━━━━━ Available data

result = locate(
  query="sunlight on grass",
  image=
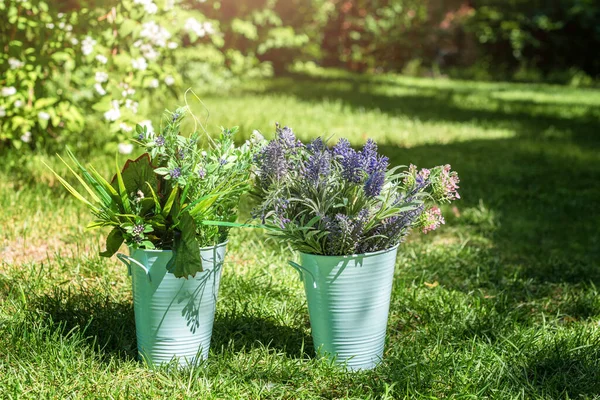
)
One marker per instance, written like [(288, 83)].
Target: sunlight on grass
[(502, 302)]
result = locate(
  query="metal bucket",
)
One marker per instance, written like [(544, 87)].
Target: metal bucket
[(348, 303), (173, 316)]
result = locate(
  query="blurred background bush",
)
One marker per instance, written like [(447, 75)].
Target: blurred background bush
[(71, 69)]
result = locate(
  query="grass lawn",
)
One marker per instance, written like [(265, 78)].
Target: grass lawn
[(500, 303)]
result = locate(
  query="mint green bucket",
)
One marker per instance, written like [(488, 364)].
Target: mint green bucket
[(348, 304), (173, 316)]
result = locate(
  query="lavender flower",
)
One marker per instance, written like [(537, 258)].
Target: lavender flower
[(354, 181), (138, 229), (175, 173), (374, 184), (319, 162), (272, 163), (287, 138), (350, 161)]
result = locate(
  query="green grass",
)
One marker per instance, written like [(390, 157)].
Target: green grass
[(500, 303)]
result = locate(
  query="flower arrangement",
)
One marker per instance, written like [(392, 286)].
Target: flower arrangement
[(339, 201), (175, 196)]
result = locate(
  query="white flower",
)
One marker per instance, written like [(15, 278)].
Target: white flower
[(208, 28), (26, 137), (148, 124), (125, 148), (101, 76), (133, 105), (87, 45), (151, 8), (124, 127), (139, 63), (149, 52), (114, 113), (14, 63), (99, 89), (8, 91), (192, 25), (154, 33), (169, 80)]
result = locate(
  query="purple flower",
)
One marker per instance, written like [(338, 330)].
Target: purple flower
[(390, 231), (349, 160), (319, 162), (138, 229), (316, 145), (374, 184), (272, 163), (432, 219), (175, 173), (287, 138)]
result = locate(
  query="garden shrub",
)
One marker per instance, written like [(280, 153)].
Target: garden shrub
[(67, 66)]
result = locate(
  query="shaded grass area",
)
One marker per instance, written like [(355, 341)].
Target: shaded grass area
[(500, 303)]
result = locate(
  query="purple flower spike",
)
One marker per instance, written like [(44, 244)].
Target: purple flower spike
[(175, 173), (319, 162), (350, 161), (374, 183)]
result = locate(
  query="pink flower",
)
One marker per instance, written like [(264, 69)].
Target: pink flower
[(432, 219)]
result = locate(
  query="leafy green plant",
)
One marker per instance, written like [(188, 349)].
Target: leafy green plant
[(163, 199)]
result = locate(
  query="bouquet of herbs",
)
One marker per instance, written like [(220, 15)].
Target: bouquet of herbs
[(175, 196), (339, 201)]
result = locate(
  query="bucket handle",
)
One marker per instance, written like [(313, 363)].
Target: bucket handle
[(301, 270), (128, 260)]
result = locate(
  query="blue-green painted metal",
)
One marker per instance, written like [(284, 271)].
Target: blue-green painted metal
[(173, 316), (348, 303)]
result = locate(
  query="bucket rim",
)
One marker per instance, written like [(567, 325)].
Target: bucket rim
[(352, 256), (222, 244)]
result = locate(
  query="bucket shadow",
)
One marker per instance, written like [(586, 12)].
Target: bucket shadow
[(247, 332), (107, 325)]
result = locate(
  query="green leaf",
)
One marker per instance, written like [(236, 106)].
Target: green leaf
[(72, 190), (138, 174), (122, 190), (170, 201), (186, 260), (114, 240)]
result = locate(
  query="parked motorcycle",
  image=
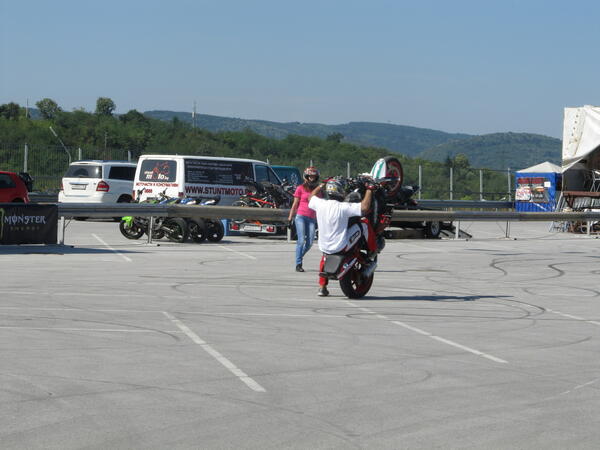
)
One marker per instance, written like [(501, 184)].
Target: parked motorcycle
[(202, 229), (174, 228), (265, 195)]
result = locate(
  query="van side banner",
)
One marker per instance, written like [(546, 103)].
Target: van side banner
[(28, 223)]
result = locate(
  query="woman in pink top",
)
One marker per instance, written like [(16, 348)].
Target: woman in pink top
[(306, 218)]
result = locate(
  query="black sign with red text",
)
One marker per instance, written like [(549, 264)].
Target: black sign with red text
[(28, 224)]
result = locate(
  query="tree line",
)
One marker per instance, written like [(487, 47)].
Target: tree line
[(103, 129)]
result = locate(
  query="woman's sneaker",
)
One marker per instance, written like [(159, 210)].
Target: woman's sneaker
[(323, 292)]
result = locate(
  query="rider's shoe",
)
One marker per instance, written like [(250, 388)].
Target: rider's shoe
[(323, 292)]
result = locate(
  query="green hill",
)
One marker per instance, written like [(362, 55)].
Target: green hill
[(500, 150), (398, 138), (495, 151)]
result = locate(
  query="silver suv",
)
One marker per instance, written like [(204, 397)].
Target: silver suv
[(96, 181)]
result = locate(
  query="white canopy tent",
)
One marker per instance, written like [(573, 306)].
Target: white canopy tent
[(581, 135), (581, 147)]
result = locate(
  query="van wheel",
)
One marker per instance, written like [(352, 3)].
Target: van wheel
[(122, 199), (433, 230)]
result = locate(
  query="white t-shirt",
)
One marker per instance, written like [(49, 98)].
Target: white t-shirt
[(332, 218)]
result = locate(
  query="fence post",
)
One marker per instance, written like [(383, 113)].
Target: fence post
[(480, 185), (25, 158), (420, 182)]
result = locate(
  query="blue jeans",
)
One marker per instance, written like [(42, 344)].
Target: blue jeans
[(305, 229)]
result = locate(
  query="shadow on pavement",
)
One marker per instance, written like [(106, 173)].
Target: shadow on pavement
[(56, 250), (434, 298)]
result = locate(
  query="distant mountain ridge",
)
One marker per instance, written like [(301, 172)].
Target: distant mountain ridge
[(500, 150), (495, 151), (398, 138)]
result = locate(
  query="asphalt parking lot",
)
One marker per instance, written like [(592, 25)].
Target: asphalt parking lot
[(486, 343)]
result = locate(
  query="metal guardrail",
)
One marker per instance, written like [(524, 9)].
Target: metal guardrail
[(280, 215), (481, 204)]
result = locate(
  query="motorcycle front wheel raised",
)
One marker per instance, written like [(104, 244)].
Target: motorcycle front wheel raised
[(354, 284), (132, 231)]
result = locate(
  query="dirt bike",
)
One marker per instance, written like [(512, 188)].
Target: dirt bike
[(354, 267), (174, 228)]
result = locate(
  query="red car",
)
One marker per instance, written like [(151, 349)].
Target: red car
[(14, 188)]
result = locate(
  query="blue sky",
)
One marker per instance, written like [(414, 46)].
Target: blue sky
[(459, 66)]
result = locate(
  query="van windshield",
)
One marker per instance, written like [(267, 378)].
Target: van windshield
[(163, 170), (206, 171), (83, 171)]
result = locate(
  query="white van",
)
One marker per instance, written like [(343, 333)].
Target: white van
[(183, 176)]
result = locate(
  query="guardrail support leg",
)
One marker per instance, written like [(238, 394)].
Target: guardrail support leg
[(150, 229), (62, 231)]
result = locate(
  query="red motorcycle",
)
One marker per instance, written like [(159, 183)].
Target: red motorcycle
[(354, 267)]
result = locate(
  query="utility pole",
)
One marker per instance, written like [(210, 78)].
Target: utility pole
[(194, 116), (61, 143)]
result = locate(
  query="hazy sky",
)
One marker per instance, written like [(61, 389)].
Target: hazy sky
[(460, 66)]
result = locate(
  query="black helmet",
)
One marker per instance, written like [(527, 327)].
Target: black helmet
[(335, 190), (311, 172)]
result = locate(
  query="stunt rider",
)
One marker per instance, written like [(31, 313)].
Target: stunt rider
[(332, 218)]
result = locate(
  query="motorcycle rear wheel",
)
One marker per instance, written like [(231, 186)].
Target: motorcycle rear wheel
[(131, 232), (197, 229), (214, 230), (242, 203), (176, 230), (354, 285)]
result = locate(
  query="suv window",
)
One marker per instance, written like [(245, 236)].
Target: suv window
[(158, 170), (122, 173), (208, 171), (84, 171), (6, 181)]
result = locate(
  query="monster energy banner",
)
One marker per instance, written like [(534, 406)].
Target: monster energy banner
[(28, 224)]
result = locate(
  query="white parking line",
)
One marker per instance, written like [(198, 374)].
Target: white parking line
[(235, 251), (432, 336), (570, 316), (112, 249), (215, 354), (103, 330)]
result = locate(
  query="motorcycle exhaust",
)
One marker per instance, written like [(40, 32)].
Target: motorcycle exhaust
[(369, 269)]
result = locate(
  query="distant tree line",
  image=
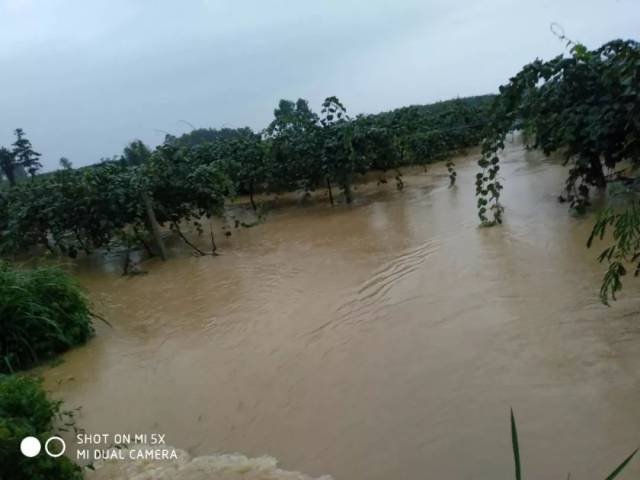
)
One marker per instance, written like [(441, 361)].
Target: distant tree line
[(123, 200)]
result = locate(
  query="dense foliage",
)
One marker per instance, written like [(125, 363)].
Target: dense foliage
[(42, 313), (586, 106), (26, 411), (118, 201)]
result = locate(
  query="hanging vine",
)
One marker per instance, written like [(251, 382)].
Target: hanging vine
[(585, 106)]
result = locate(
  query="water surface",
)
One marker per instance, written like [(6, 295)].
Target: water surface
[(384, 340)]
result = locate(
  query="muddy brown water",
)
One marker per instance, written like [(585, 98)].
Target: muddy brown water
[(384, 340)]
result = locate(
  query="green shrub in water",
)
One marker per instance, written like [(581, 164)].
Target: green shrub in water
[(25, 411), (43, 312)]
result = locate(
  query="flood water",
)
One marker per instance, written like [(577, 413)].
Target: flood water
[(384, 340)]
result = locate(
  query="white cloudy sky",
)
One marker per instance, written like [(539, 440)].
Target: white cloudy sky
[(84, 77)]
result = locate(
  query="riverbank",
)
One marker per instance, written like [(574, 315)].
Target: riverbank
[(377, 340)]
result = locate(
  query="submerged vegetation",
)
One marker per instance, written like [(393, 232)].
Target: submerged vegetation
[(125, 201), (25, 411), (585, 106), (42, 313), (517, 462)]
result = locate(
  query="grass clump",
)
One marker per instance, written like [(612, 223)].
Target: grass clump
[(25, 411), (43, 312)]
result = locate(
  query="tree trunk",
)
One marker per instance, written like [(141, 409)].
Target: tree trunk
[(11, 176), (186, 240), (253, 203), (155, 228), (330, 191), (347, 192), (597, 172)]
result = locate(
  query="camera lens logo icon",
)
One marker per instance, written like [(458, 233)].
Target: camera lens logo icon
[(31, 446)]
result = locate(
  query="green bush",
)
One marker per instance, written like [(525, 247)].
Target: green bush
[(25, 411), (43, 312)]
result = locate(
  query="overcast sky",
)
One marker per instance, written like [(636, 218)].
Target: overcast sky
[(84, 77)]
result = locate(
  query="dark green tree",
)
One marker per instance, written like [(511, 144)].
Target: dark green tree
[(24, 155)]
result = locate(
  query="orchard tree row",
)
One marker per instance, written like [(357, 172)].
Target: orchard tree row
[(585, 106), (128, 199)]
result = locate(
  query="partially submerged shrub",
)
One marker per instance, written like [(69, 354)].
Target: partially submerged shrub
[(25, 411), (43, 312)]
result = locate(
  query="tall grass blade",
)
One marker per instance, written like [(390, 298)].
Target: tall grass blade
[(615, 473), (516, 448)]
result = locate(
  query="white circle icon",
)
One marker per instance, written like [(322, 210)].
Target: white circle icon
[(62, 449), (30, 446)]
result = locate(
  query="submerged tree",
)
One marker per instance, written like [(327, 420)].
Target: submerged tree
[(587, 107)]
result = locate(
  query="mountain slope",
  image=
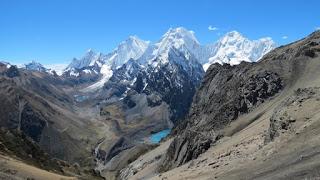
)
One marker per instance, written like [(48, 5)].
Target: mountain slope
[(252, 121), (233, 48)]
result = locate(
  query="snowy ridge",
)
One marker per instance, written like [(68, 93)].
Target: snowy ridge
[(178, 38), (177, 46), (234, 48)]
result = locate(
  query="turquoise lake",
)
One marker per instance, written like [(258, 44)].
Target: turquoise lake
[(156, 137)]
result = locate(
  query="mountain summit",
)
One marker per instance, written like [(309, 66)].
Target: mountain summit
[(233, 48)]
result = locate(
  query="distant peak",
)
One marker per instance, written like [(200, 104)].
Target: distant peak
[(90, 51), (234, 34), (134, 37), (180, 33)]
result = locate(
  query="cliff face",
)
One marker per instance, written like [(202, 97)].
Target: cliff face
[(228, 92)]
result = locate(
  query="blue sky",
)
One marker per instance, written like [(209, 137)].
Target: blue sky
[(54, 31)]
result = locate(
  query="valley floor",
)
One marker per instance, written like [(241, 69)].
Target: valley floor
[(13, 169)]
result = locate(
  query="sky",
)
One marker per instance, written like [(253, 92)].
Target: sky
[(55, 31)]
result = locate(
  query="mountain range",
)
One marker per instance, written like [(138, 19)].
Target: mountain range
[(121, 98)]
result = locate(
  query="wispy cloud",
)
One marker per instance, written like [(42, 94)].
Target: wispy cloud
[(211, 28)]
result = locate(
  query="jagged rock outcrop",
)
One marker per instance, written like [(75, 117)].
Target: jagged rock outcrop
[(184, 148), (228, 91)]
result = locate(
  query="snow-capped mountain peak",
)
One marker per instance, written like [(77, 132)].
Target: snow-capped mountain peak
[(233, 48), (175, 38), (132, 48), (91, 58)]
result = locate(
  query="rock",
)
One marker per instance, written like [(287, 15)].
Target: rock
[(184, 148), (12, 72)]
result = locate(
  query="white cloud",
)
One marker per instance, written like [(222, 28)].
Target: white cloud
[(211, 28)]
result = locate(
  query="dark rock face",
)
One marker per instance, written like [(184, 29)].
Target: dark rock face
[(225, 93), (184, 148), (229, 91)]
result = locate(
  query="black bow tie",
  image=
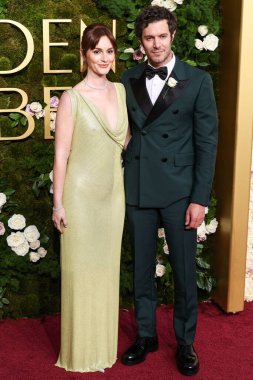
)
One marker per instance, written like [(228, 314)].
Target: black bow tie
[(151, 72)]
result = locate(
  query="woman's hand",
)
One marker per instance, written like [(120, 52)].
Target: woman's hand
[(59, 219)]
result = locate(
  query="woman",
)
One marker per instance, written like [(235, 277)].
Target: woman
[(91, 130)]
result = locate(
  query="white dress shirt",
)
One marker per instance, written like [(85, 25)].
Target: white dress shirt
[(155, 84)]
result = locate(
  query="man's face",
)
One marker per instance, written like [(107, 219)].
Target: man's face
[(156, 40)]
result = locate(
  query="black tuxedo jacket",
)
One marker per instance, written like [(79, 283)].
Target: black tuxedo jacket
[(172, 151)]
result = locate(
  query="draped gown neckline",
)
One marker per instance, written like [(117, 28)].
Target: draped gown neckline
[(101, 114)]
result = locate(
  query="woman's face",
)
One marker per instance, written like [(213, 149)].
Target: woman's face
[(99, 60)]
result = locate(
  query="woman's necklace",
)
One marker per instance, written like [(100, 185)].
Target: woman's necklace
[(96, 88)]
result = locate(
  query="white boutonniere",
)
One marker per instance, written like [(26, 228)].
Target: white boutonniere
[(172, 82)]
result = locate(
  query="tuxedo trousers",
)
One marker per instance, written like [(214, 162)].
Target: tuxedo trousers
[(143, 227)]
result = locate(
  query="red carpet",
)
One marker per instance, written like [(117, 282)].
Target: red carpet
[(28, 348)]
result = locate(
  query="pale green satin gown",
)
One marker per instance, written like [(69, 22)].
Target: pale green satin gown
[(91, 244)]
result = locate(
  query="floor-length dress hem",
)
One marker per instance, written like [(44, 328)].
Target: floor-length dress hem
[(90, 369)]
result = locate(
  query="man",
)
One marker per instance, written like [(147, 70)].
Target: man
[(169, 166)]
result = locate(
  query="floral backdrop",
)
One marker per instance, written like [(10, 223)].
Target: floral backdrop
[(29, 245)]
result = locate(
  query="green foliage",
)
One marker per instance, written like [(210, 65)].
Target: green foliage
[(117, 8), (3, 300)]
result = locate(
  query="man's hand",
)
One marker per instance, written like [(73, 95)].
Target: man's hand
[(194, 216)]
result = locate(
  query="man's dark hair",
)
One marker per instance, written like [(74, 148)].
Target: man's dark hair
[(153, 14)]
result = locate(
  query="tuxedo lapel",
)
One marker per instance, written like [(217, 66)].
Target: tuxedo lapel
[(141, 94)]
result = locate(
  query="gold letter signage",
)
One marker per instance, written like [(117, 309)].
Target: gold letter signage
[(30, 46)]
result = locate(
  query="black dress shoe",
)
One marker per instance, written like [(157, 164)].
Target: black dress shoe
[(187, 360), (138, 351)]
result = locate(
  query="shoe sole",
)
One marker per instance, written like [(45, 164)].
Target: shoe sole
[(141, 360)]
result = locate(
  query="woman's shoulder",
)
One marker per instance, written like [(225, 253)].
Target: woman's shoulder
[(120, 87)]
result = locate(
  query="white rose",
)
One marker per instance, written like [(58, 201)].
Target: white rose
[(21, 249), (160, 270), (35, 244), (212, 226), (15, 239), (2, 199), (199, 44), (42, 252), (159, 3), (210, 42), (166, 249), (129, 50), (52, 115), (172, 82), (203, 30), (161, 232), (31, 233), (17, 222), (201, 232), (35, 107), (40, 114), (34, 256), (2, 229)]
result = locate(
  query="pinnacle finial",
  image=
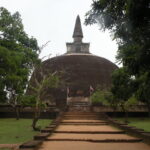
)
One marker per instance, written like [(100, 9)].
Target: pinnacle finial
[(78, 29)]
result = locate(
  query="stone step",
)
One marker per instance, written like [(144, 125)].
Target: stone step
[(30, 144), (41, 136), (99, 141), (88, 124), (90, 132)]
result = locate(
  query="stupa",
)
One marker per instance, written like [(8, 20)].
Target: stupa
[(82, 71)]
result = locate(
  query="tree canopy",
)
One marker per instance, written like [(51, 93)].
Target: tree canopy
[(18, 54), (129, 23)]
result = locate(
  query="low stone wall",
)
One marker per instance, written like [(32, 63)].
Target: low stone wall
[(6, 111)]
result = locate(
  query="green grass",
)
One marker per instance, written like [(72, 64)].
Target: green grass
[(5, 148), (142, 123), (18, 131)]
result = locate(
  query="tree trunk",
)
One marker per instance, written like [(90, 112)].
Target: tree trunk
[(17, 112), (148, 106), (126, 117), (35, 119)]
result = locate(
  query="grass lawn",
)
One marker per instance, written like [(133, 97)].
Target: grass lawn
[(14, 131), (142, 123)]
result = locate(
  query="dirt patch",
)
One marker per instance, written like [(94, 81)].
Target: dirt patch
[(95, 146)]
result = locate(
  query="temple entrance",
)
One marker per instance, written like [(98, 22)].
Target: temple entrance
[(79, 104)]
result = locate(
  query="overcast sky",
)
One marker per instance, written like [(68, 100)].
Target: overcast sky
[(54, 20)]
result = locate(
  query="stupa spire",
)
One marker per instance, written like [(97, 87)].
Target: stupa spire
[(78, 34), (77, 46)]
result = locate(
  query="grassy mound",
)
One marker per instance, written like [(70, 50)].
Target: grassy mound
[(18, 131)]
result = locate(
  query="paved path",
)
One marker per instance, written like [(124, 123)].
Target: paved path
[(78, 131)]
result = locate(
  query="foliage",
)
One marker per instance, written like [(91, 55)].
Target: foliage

━━━━━━━━━━

▶ _Prompt_:
Look above for the line holding "One marker per instance, written like [(144, 125)].", then set down exactly that line and every line after it up to and including the line holding "One marker per instance, written like [(98, 22)].", with nothing else.

▶ _Your response_:
One marker per instance, written like [(144, 125)].
Target: stone step
[(30, 144), (41, 136), (99, 141), (88, 124), (90, 132)]
result = locate(
  query="stupa",
)
One marker per instance, written like [(8, 20)].
Target: stupa
[(82, 71)]
result = locate(
  query="tree canopy",
)
One marker per instance, written like [(51, 93)].
Target: tree canopy
[(18, 54), (129, 23)]
result = locate(
  query="low stone wall",
)
One marker per instance, written like [(32, 63)].
Target: low stone wall
[(6, 111)]
result = locate(
  query="green grass",
)
One marker per instance, written like [(72, 64)].
Target: green grass
[(5, 148), (142, 123), (18, 131)]
result = locate(
  query="tree trunk",
)
One marker per instance, written like [(90, 112)].
Target: tree trunk
[(17, 112), (148, 106), (126, 117), (35, 119)]
result = locate(
  query="grass lawn",
)
One marker per instance, written like [(133, 97)].
Target: grass lawn
[(14, 131), (142, 123)]
result = locate(
  query="dirt patch",
)
One marker per instance, written like [(94, 81)].
Target: dirt patch
[(95, 146)]
result = locate(
  query="temple entrance",
)
One marker per instance, written like [(98, 22)].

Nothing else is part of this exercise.